### WRITTEN PROBLEM
Retype only what runs from the line that contains "Mark the floating" through the last line of the listing below, both lines included.

## BEGIN AVAILABLE DATA

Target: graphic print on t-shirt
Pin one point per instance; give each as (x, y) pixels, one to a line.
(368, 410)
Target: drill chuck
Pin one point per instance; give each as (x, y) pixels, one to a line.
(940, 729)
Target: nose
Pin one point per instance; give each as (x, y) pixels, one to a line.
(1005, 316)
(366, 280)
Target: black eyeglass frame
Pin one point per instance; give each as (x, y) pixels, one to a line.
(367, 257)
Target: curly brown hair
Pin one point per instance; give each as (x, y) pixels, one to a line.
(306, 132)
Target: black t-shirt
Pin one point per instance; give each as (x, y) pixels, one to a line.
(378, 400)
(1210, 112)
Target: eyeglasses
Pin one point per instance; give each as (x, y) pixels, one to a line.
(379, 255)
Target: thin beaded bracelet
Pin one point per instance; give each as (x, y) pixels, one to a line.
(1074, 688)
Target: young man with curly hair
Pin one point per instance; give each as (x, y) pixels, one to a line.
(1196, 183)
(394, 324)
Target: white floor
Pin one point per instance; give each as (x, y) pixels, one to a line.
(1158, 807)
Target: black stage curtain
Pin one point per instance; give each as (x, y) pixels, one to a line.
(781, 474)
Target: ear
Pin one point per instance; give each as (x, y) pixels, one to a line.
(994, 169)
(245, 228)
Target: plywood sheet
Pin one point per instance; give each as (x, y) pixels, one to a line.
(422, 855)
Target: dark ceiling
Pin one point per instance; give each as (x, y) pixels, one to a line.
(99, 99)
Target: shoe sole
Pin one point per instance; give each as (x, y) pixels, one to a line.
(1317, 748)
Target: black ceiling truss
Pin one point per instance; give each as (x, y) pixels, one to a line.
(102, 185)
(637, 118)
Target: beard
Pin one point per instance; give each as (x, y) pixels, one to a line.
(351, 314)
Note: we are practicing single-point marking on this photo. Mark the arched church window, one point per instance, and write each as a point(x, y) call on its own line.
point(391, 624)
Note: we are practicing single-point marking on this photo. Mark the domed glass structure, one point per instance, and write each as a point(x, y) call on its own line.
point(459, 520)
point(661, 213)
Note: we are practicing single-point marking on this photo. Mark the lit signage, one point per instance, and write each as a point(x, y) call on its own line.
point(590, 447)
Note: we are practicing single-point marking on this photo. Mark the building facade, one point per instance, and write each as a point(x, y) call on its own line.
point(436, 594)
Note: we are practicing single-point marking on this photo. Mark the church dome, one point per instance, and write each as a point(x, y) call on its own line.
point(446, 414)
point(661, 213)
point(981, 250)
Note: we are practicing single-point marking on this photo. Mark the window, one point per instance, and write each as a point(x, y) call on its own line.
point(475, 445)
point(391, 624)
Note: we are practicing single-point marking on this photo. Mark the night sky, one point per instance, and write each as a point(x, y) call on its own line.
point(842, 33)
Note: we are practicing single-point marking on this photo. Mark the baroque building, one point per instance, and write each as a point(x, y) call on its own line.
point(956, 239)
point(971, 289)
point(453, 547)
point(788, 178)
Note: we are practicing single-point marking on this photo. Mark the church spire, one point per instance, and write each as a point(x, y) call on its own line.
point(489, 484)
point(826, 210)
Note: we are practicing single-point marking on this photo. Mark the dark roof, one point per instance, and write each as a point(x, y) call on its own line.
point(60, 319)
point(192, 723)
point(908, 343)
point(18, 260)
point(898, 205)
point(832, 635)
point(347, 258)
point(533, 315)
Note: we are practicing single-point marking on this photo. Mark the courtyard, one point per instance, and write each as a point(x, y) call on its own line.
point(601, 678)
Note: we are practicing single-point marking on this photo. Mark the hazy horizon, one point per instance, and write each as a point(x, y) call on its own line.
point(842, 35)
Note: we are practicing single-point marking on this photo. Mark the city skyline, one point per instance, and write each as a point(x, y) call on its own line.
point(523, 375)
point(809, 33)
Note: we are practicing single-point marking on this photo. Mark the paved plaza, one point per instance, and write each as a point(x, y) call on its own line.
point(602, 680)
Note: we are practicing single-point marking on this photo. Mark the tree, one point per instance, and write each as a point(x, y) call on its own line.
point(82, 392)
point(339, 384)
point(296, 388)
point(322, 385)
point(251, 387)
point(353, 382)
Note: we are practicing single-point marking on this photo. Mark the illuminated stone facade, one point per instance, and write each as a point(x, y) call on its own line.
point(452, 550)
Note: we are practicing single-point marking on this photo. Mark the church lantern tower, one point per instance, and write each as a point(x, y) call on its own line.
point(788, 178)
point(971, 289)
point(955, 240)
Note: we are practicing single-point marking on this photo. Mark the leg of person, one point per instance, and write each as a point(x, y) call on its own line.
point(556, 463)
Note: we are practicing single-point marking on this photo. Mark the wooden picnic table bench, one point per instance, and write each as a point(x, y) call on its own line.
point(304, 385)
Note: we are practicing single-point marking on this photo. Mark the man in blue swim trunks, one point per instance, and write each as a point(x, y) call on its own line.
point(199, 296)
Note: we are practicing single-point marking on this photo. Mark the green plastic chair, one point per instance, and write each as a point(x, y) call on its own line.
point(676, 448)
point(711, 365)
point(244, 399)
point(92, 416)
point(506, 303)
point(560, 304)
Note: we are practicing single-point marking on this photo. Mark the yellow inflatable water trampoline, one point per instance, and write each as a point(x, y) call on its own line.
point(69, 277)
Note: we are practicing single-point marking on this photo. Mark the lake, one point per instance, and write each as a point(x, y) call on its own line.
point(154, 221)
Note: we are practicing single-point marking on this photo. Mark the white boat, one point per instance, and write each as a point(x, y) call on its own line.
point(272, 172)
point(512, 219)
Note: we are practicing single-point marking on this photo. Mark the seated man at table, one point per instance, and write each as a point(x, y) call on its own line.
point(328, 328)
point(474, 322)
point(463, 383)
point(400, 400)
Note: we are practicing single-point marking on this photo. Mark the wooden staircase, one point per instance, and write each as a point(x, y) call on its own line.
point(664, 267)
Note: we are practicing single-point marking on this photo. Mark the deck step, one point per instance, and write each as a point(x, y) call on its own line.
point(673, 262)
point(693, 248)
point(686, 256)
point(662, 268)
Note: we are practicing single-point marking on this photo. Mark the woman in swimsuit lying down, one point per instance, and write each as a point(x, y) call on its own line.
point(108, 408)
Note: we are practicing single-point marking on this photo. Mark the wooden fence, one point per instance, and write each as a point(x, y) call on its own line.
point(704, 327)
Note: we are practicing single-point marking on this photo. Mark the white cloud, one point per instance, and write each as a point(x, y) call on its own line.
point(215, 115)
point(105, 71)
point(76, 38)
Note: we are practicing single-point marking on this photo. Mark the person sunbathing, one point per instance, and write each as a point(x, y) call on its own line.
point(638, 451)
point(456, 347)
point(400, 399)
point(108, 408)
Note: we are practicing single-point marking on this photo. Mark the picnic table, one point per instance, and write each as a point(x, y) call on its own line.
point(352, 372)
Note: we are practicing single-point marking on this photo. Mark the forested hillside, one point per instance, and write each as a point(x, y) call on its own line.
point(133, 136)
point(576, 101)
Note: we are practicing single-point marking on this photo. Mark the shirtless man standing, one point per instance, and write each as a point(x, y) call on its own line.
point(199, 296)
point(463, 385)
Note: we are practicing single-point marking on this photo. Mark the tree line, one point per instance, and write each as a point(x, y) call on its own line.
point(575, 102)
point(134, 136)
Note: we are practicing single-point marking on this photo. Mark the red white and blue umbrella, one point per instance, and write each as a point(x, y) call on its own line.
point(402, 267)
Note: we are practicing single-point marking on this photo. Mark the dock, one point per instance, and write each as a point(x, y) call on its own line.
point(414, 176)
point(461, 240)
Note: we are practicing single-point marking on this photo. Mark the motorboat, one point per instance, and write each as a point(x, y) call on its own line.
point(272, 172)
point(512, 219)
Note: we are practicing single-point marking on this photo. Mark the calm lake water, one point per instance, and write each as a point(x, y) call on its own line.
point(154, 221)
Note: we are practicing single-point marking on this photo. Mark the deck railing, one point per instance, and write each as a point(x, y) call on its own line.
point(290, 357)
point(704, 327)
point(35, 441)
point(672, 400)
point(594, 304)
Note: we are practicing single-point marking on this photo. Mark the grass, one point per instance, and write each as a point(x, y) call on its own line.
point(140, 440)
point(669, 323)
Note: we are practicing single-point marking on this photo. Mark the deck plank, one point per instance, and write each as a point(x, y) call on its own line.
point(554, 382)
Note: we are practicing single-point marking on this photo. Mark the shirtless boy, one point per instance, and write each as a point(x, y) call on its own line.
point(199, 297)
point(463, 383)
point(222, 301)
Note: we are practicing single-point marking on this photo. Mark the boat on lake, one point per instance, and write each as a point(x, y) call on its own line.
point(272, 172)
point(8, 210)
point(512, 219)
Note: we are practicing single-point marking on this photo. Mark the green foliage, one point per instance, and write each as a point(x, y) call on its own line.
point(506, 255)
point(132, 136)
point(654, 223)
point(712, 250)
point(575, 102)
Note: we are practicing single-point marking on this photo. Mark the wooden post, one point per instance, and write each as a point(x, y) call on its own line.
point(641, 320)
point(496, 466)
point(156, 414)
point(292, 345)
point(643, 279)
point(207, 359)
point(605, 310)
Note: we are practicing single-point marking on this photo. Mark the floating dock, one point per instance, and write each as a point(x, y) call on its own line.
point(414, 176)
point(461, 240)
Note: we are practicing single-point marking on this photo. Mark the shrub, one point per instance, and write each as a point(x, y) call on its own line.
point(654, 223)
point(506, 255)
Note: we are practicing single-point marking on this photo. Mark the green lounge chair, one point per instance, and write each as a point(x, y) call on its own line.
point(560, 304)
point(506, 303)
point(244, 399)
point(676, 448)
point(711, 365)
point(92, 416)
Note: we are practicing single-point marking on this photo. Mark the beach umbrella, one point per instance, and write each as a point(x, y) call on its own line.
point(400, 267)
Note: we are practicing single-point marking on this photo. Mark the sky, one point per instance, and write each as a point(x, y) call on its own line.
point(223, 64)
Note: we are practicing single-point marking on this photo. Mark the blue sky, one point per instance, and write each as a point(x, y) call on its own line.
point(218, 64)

## END AVAILABLE DATA

### EXERCISE OUTPUT
Note: we are practicing single-point marking on this photo. Mark the floating dock, one point per instance, and write each as a point(x, y) call on its own line.
point(414, 176)
point(461, 240)
Note: we are practicing single-point marking on this photo. Mark the shrub, one point per instance, and write each as a point(x, y) call on its own line.
point(654, 223)
point(506, 255)
Note: we are practicing single-point marking on this photo. Mark the green lounge chair, one point per instance, and write each as a point(x, y) call on its own line.
point(560, 304)
point(506, 303)
point(244, 399)
point(676, 448)
point(711, 365)
point(92, 416)
Note: we are practicing single-point marking on this photo. Mark the beach umbrella, one point per instance, and write each as a point(x, y) call on its own line.
point(400, 267)
Note: we are practicing single-point marking on this photo. Mark the sky, one point per instance, and write each as a point(x, y) call on its own line.
point(223, 64)
Note: we are practicing single-point marking on this photo. Mark the blue sky, one point per instance, and write each as a point(x, y) call on its own line.
point(218, 64)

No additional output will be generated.